- LESETEXT:
= = = = =

BGH zu Mieterrechten: Wie lto.de meldet, hat der Bundesgerichtshof die Rechte von Mietern bei Modernisierungsmaßnahmen gestärkt.

OLG Bamberg zur Anwaltswahl: Das Oberlandesgericht Bamberg hat entschieden, dass Rechtsschutzversicherungen ihren Kunden keine Vergünstigungen dafür gewähren dürfen, dass sie bestimmte Anwälte in Anspruch nehmen. Geklagt hatte die Rechtsanwaltskammer München. Dazu die FAZ (Joachim Jahn).

Kellerhals vs. Metro: Der Media-Markt-Gründer Erich Kellerhals und die Metro Group streiten um die Vormacht in der Media-Saturn-Holding. Vor der mündlichen Verhandlung vor dem Landgericht München gibt die FAZ (Brigitte Koch) einen Überblick über den Fall.

NSU Polizistenmord: Der swr-Terrorismus-Blog (Holger Schmidt) hat neue Informationen zum Fall der von der Terrorgruppe "Nationalsozialistischer Untergrund" ermordeten Polizistin Michèle Kiesewetter. Demnach habe dem ehemaligen V-Mann Tino Brandt ein Haus in der Nähe des Tatorts gehört.

= = = = =

- QUELLENAUSZUG:
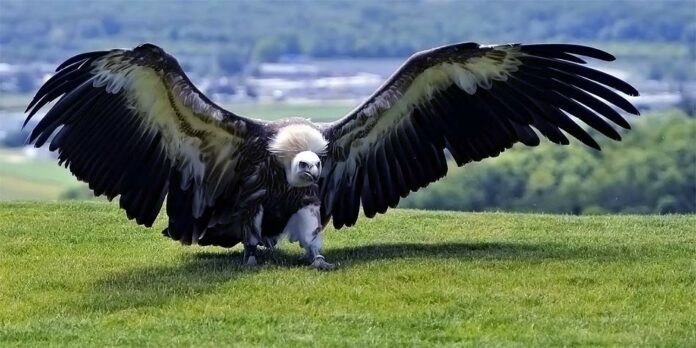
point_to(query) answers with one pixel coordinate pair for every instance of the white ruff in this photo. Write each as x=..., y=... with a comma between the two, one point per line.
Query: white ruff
x=294, y=139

= = = = =

- ÜBUNGSZIEL: Nenne bitte alle Gerichte, die im Lesetext erwähnt werden.

- RICHTIGES ERGEBNIS: Bundesgerichtshof, Oberlandesgericht Bamberg, Landgericht München